* **Stored data**

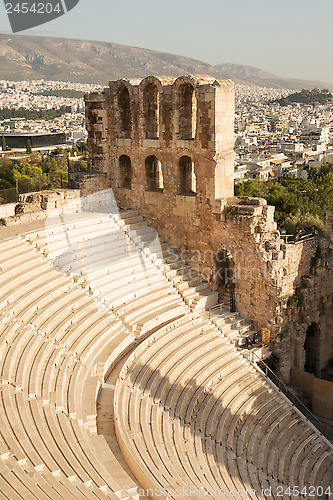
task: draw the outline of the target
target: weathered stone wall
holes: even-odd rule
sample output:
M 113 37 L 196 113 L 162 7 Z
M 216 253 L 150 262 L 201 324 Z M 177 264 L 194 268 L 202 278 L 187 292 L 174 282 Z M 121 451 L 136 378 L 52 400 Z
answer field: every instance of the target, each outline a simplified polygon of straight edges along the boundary
M 333 421 L 333 382 L 321 380 L 303 370 L 292 368 L 291 383 L 311 399 L 311 411 Z
M 13 215 L 7 215 L 4 212 L 5 215 L 0 219 L 0 225 L 13 226 L 42 220 L 52 211 L 59 209 L 67 213 L 75 212 L 80 208 L 80 203 L 80 191 L 74 189 L 20 194 L 18 202 L 10 205 Z
M 303 269 L 300 272 L 299 286 L 291 299 L 293 304 L 288 309 L 290 333 L 286 332 L 286 342 L 290 354 L 283 352 L 283 343 L 279 353 L 280 357 L 285 359 L 286 365 L 291 357 L 291 366 L 303 369 L 307 364 L 307 338 L 316 333 L 311 349 L 313 374 L 317 377 L 321 376 L 321 371 L 329 361 L 333 361 L 332 248 L 332 242 L 328 238 L 316 239 L 310 270 L 305 272 Z M 308 355 L 311 355 L 311 352 L 308 352 Z
M 155 89 L 150 93 L 155 95 L 155 107 L 157 102 L 159 106 L 159 112 L 150 112 L 148 117 L 147 87 Z M 191 100 L 186 99 L 189 88 L 193 91 Z M 186 103 L 187 113 L 179 107 Z M 106 172 L 114 188 L 121 189 L 119 158 L 126 155 L 132 165 L 132 196 L 143 196 L 145 161 L 156 156 L 164 192 L 180 194 L 179 160 L 186 156 L 194 164 L 198 192 L 211 200 L 233 196 L 232 82 L 191 76 L 118 80 L 110 82 L 101 94 L 86 98 L 86 117 L 90 171 Z M 151 123 L 154 119 L 155 128 Z M 186 119 L 191 133 L 186 132 Z M 158 137 L 152 138 L 153 128 Z M 119 194 L 126 198 L 126 192 Z
M 304 367 L 308 324 L 300 319 L 305 301 L 290 297 L 309 275 L 312 305 L 325 294 L 331 300 L 332 290 L 328 274 L 321 290 L 316 284 L 323 272 L 313 265 L 318 238 L 286 243 L 265 200 L 233 197 L 232 83 L 191 76 L 118 80 L 87 96 L 86 105 L 90 173 L 78 180 L 84 193 L 112 188 L 119 206 L 139 210 L 212 288 L 233 281 L 237 309 L 265 329 L 288 380 L 292 366 Z M 333 356 L 331 313 L 318 318 L 326 358 Z
M 333 210 L 327 210 L 326 212 L 326 236 L 333 241 Z
M 74 187 L 80 189 L 81 196 L 110 188 L 110 181 L 106 174 L 75 172 L 71 174 L 71 178 Z

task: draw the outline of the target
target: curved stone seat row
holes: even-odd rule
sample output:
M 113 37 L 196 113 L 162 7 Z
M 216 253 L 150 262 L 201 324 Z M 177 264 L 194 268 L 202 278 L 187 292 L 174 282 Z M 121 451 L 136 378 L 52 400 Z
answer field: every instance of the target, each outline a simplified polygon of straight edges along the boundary
M 134 212 L 88 213 L 0 243 L 4 498 L 137 496 L 96 435 L 96 399 L 140 335 L 188 312 L 152 238 Z
M 141 235 L 152 232 L 146 224 L 137 226 L 137 217 L 130 219 L 134 219 Z M 133 229 L 125 232 L 122 219 L 118 217 L 115 221 L 114 217 L 103 214 L 97 215 L 95 221 L 91 219 L 90 223 L 94 231 L 89 232 L 89 238 L 82 227 L 77 235 L 77 222 L 71 225 L 67 221 L 64 231 L 57 226 L 59 231 L 49 235 L 38 249 L 54 264 L 55 252 L 52 249 L 53 238 L 56 238 L 56 243 L 63 245 L 64 252 L 57 247 L 55 268 L 87 287 L 103 306 L 117 310 L 117 315 L 122 315 L 124 324 L 136 335 L 142 333 L 143 326 L 147 331 L 156 317 L 167 321 L 170 315 L 174 318 L 184 314 L 186 308 L 181 295 L 156 265 L 141 254 L 133 238 L 129 238 L 127 233 L 134 234 Z M 62 231 L 69 237 L 60 237 Z M 94 237 L 96 233 L 98 238 Z M 34 240 L 35 236 L 30 234 L 29 241 Z M 74 244 L 68 245 L 68 241 Z M 48 249 L 51 249 L 51 257 Z
M 97 377 L 133 342 L 131 332 L 21 239 L 0 247 L 1 457 L 8 467 L 2 478 L 10 478 L 1 491 L 9 498 L 122 497 L 119 478 L 135 491 L 103 438 L 90 432 Z M 133 299 L 131 306 L 140 319 L 140 304 Z
M 26 247 L 17 239 L 19 246 Z M 36 261 L 43 262 L 38 255 L 32 258 Z M 55 279 L 54 273 L 50 268 L 47 291 L 38 277 L 35 286 L 29 275 L 30 294 L 19 280 L 14 282 L 15 296 L 9 300 L 6 294 L 1 491 L 10 499 L 120 498 L 124 483 L 117 477 L 124 472 L 103 438 L 91 430 L 100 385 L 97 372 L 104 369 L 99 364 L 130 335 L 72 280 L 59 273 Z M 22 273 L 21 284 L 25 282 Z
M 214 324 L 180 321 L 135 349 L 116 386 L 116 433 L 140 482 L 230 498 L 246 487 L 248 498 L 269 487 L 276 498 L 278 486 L 332 488 L 330 443 Z
M 96 214 L 96 221 L 91 219 L 90 224 L 93 232 L 89 231 L 89 238 L 81 225 L 77 227 L 77 220 L 71 223 L 68 218 L 57 230 L 48 228 L 51 234 L 47 238 L 43 231 L 38 231 L 43 242 L 38 248 L 48 255 L 56 269 L 70 273 L 78 282 L 83 280 L 94 294 L 103 296 L 104 304 L 117 305 L 112 293 L 117 286 L 126 285 L 129 291 L 123 302 L 144 294 L 154 281 L 160 281 L 161 273 L 168 279 L 173 293 L 177 292 L 186 304 L 195 304 L 196 309 L 215 305 L 216 292 L 211 292 L 168 245 L 160 243 L 157 233 L 136 212 Z M 32 243 L 38 241 L 34 234 L 29 234 L 28 239 Z M 73 244 L 69 245 L 69 241 Z M 63 245 L 63 251 L 59 246 L 52 251 L 54 244 Z M 164 264 L 165 256 L 171 256 L 171 265 Z M 119 282 L 120 276 L 123 283 Z

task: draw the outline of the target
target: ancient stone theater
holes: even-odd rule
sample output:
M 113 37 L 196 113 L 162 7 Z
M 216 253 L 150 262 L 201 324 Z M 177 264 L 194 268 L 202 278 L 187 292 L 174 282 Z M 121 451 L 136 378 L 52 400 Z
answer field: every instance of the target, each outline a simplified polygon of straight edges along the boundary
M 234 197 L 230 81 L 86 117 L 88 172 L 1 219 L 0 498 L 330 499 L 332 212 L 289 243 Z

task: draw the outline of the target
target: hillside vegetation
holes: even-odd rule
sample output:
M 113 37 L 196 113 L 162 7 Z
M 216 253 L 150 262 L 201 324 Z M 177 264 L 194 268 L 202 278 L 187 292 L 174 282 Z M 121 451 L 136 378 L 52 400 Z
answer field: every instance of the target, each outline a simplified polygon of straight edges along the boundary
M 288 106 L 289 104 L 327 104 L 331 101 L 333 95 L 328 89 L 303 89 L 300 92 L 294 92 L 287 97 L 281 97 L 281 99 L 276 99 L 273 102 L 279 103 L 281 106 Z
M 333 209 L 333 165 L 311 168 L 308 179 L 289 176 L 280 182 L 240 182 L 235 195 L 265 198 L 275 206 L 279 227 L 289 234 L 313 227 L 322 233 L 326 210 Z
M 62 106 L 59 109 L 9 109 L 0 108 L 0 120 L 8 120 L 12 118 L 24 118 L 25 120 L 54 120 L 66 113 L 66 107 Z
M 66 97 L 69 99 L 82 99 L 84 96 L 84 92 L 73 89 L 55 89 L 44 90 L 44 92 L 36 92 L 35 95 L 42 95 L 45 97 Z
M 69 154 L 76 154 L 77 161 L 69 159 Z M 20 159 L 0 158 L 0 204 L 6 202 L 6 191 L 15 187 L 27 192 L 66 186 L 75 164 L 80 171 L 87 170 L 86 155 L 87 144 L 81 142 L 70 149 L 57 148 L 50 155 L 34 152 Z

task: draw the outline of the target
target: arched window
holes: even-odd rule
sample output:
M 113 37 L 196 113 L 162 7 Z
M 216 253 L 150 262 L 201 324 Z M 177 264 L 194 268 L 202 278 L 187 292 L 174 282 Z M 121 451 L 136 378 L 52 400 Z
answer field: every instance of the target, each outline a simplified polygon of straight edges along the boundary
M 154 83 L 143 90 L 143 116 L 146 139 L 157 139 L 159 135 L 159 92 Z
M 118 111 L 119 111 L 119 137 L 131 137 L 132 131 L 132 112 L 131 99 L 128 88 L 122 85 L 118 89 Z
M 193 85 L 183 83 L 178 90 L 179 139 L 194 139 L 196 98 Z
M 317 323 L 312 323 L 307 331 L 304 342 L 305 365 L 304 370 L 315 376 L 319 375 L 319 347 L 320 331 Z
M 215 282 L 219 303 L 230 306 L 230 285 L 235 279 L 235 264 L 231 254 L 226 249 L 221 249 L 215 254 Z
M 132 164 L 127 155 L 119 157 L 119 187 L 130 188 L 132 185 Z
M 181 194 L 196 194 L 197 183 L 193 161 L 189 156 L 182 156 L 179 160 L 179 191 Z
M 163 189 L 163 175 L 160 160 L 156 156 L 148 156 L 145 161 L 146 189 L 159 191 Z

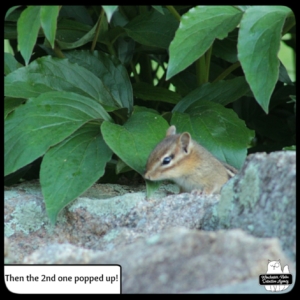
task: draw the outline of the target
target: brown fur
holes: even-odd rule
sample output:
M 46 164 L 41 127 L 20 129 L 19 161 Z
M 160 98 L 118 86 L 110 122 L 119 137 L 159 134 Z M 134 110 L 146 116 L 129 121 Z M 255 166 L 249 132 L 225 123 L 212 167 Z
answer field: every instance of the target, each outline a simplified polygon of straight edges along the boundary
M 164 159 L 169 163 L 164 164 Z M 176 127 L 170 126 L 166 137 L 150 154 L 144 177 L 154 181 L 172 180 L 184 192 L 198 190 L 212 194 L 219 193 L 237 172 L 192 140 L 188 132 L 176 134 Z

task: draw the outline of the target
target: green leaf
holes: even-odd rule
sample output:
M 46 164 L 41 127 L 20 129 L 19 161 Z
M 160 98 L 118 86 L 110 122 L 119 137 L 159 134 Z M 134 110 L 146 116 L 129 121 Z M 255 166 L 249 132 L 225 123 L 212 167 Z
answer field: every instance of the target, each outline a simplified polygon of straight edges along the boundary
M 21 7 L 21 5 L 17 5 L 17 6 L 12 6 L 11 8 L 9 8 L 5 14 L 4 20 L 8 21 L 8 17 L 9 15 L 14 12 L 16 9 L 18 9 L 19 7 Z
M 194 103 L 186 113 L 175 112 L 171 124 L 178 132 L 189 132 L 219 160 L 237 169 L 243 165 L 253 138 L 253 132 L 232 109 L 209 101 Z
M 238 29 L 235 29 L 229 32 L 227 38 L 223 40 L 215 40 L 212 49 L 213 55 L 220 57 L 230 63 L 237 62 L 237 39 Z
M 136 42 L 167 49 L 172 41 L 178 22 L 168 10 L 162 15 L 156 10 L 143 13 L 131 20 L 124 29 Z
M 74 42 L 89 32 L 95 24 L 87 25 L 79 21 L 59 18 L 57 22 L 56 39 Z
M 282 150 L 284 151 L 296 151 L 296 145 L 284 147 Z
M 290 13 L 285 6 L 254 6 L 245 11 L 240 24 L 238 58 L 256 101 L 266 113 L 278 80 L 281 31 Z
M 4 98 L 4 118 L 6 118 L 9 113 L 11 113 L 13 110 L 15 110 L 24 101 L 25 101 L 25 99 L 22 99 L 22 98 L 5 97 Z
M 181 98 L 181 96 L 175 92 L 153 86 L 146 82 L 134 83 L 132 88 L 134 96 L 142 100 L 163 101 L 176 104 Z
M 111 27 L 113 27 L 112 30 L 114 31 L 114 29 L 117 27 L 124 27 L 129 22 L 129 19 L 134 18 L 136 15 L 136 6 L 122 6 L 121 11 L 117 9 L 114 12 L 114 17 L 111 20 Z
M 240 9 L 241 11 L 246 11 L 251 5 L 234 5 L 234 7 Z
M 59 6 L 41 6 L 41 26 L 52 48 L 56 34 L 56 20 L 59 13 Z
M 288 103 L 296 103 L 296 96 L 295 95 L 290 95 L 290 98 L 292 99 Z
M 167 80 L 201 57 L 216 38 L 224 39 L 240 22 L 242 12 L 232 6 L 196 6 L 182 15 L 170 45 Z
M 185 112 L 194 103 L 203 100 L 227 105 L 244 96 L 250 88 L 244 77 L 236 77 L 231 80 L 206 83 L 186 95 L 173 108 L 173 111 Z
M 118 9 L 118 5 L 102 5 L 106 16 L 108 23 L 110 23 L 111 17 L 113 16 L 114 12 Z
M 128 39 L 126 36 L 119 37 L 116 46 L 120 62 L 124 66 L 130 65 L 135 51 L 135 41 L 133 39 Z
M 28 65 L 40 29 L 40 6 L 27 7 L 21 13 L 17 28 L 18 47 Z
M 43 155 L 90 120 L 111 118 L 95 100 L 70 92 L 29 99 L 5 121 L 5 174 Z
M 128 39 L 128 37 L 125 35 L 124 28 L 122 28 L 120 26 L 117 26 L 117 27 L 114 27 L 114 28 L 110 28 L 108 31 L 106 31 L 103 34 L 102 37 L 99 35 L 98 42 L 109 45 L 109 44 L 114 43 L 119 37 L 121 37 L 123 35 Z
M 11 55 L 15 55 L 14 49 L 12 48 L 9 40 L 4 39 L 4 53 L 9 53 Z
M 291 100 L 292 101 L 292 100 Z M 151 112 L 153 114 L 156 114 L 156 115 L 159 115 L 159 112 L 153 108 L 149 108 L 149 107 L 146 107 L 146 106 L 138 106 L 138 105 L 135 105 L 133 107 L 133 114 L 136 114 L 138 112 Z
M 162 8 L 162 6 L 161 5 L 152 5 L 152 7 L 154 8 L 154 9 L 156 9 L 159 13 L 161 13 L 162 15 L 164 15 L 165 13 L 164 13 L 164 10 L 163 10 L 163 8 Z
M 128 167 L 122 159 L 119 158 L 115 166 L 116 174 L 121 174 L 129 171 L 132 171 L 132 169 Z
M 132 111 L 132 85 L 126 68 L 118 60 L 99 51 L 90 53 L 87 50 L 69 51 L 66 57 L 101 79 L 118 107 L 126 107 L 129 112 Z
M 22 65 L 14 58 L 10 53 L 4 53 L 4 75 L 17 70 L 22 67 Z
M 282 62 L 280 62 L 279 65 L 279 76 L 278 76 L 278 80 L 287 84 L 291 84 L 293 85 L 293 82 L 287 72 L 287 69 L 285 68 L 285 66 L 282 64 Z
M 99 24 L 100 22 L 100 24 Z M 104 38 L 106 37 L 106 34 L 110 31 L 111 28 L 109 28 L 108 25 L 108 21 L 107 18 L 105 18 L 104 16 L 101 18 L 101 20 L 98 20 L 98 22 L 96 22 L 96 26 L 99 25 L 99 28 L 96 30 L 99 30 L 98 32 L 98 38 L 97 38 L 97 42 L 99 43 L 103 43 L 107 45 L 107 41 L 104 41 Z M 93 37 L 94 39 L 94 37 Z
M 58 23 L 56 42 L 63 50 L 78 48 L 93 40 L 96 29 L 97 23 L 91 28 L 71 20 L 62 20 Z
M 153 148 L 165 136 L 168 123 L 150 112 L 133 114 L 123 125 L 103 122 L 101 131 L 107 145 L 128 166 L 143 174 Z
M 83 5 L 63 5 L 59 11 L 59 16 L 90 26 L 94 25 L 88 9 Z
M 99 78 L 67 59 L 42 57 L 5 77 L 6 96 L 37 97 L 53 90 L 74 92 L 103 105 L 120 107 Z
M 46 210 L 52 223 L 63 207 L 91 187 L 103 174 L 112 152 L 99 125 L 86 124 L 47 151 L 40 171 Z

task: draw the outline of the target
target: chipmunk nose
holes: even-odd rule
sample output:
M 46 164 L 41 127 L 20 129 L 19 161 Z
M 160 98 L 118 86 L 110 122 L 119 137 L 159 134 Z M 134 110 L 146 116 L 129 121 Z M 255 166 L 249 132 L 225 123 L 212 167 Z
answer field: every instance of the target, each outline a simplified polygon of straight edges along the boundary
M 144 178 L 151 180 L 147 170 L 144 172 Z

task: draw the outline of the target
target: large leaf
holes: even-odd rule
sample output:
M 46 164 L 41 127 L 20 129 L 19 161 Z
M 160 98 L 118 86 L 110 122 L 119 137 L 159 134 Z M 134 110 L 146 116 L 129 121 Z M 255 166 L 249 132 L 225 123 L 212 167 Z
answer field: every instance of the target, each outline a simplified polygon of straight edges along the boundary
M 5 77 L 6 96 L 30 98 L 53 90 L 70 91 L 103 105 L 121 107 L 99 78 L 67 59 L 42 57 Z
M 250 90 L 244 77 L 236 77 L 231 80 L 206 83 L 186 95 L 174 107 L 173 111 L 186 111 L 195 102 L 202 100 L 227 105 L 244 96 Z
M 87 7 L 83 5 L 63 5 L 60 9 L 59 16 L 90 26 L 94 24 Z
M 11 113 L 18 106 L 20 106 L 23 102 L 25 102 L 25 99 L 5 97 L 4 98 L 4 118 L 6 118 L 6 116 L 9 113 Z
M 188 131 L 218 159 L 238 169 L 244 163 L 247 146 L 253 138 L 253 132 L 232 109 L 209 101 L 194 103 L 186 113 L 175 112 L 171 123 L 178 132 Z
M 164 13 L 162 15 L 153 9 L 131 20 L 124 29 L 142 45 L 167 49 L 178 28 L 178 22 L 169 11 L 164 10 Z
M 165 12 L 164 12 L 162 6 L 160 6 L 160 5 L 152 5 L 152 7 L 153 7 L 154 9 L 156 9 L 158 12 L 160 12 L 162 15 L 165 14 Z
M 110 31 L 111 32 L 111 31 Z M 134 55 L 135 41 L 125 37 L 119 37 L 116 43 L 118 58 L 124 66 L 130 65 Z
M 10 7 L 10 8 L 6 11 L 4 20 L 5 20 L 5 21 L 12 21 L 12 20 L 10 20 L 9 16 L 10 16 L 15 10 L 17 10 L 19 7 L 21 7 L 21 5 L 17 5 L 17 6 L 12 6 L 12 7 Z
M 62 19 L 58 23 L 56 42 L 61 49 L 74 49 L 93 40 L 97 23 L 90 27 L 72 20 Z
M 90 53 L 86 50 L 70 51 L 66 57 L 100 78 L 118 107 L 127 107 L 129 112 L 132 111 L 132 85 L 126 68 L 118 60 L 99 51 Z
M 228 37 L 223 40 L 215 40 L 212 53 L 230 63 L 237 62 L 237 39 L 238 29 L 228 33 Z
M 111 120 L 95 100 L 70 92 L 49 92 L 29 99 L 5 122 L 5 174 L 43 155 L 84 123 Z
M 56 39 L 60 41 L 64 40 L 67 43 L 74 42 L 89 32 L 93 28 L 93 25 L 91 26 L 79 21 L 74 21 L 73 18 L 71 20 L 59 18 L 57 23 Z
M 282 64 L 282 62 L 280 62 L 280 65 L 279 65 L 278 80 L 281 81 L 281 82 L 293 85 L 293 81 L 291 80 L 291 78 L 288 74 L 288 71 L 285 68 L 285 66 Z
M 59 6 L 41 6 L 41 26 L 52 48 L 54 48 L 58 12 Z
M 28 65 L 40 29 L 40 6 L 27 7 L 22 12 L 17 26 L 18 47 L 25 64 Z
M 225 38 L 241 17 L 242 12 L 232 6 L 196 6 L 185 13 L 170 45 L 166 79 L 201 57 L 216 38 Z
M 277 54 L 289 14 L 292 11 L 285 6 L 254 6 L 245 11 L 240 25 L 238 58 L 257 102 L 266 113 L 278 80 Z
M 104 174 L 111 156 L 97 124 L 83 125 L 47 151 L 41 164 L 40 180 L 52 223 L 63 207 Z
M 4 75 L 8 75 L 20 67 L 22 67 L 22 65 L 17 62 L 12 54 L 4 53 Z
M 179 94 L 146 82 L 134 83 L 132 87 L 134 96 L 143 100 L 163 101 L 173 104 L 177 104 L 180 100 Z
M 149 154 L 164 138 L 167 128 L 166 120 L 151 112 L 137 112 L 123 126 L 110 122 L 101 125 L 108 146 L 140 174 L 144 173 Z

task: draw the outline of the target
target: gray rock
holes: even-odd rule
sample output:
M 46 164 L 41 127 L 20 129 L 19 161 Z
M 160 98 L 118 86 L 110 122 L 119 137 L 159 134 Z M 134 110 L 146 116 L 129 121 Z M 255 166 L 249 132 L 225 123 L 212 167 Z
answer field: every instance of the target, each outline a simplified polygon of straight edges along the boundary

* **Aim of the exercise**
Return each line of the records above in which the word "leaf" occurs.

* **Output of the exercise**
target: green leaf
target: large leaf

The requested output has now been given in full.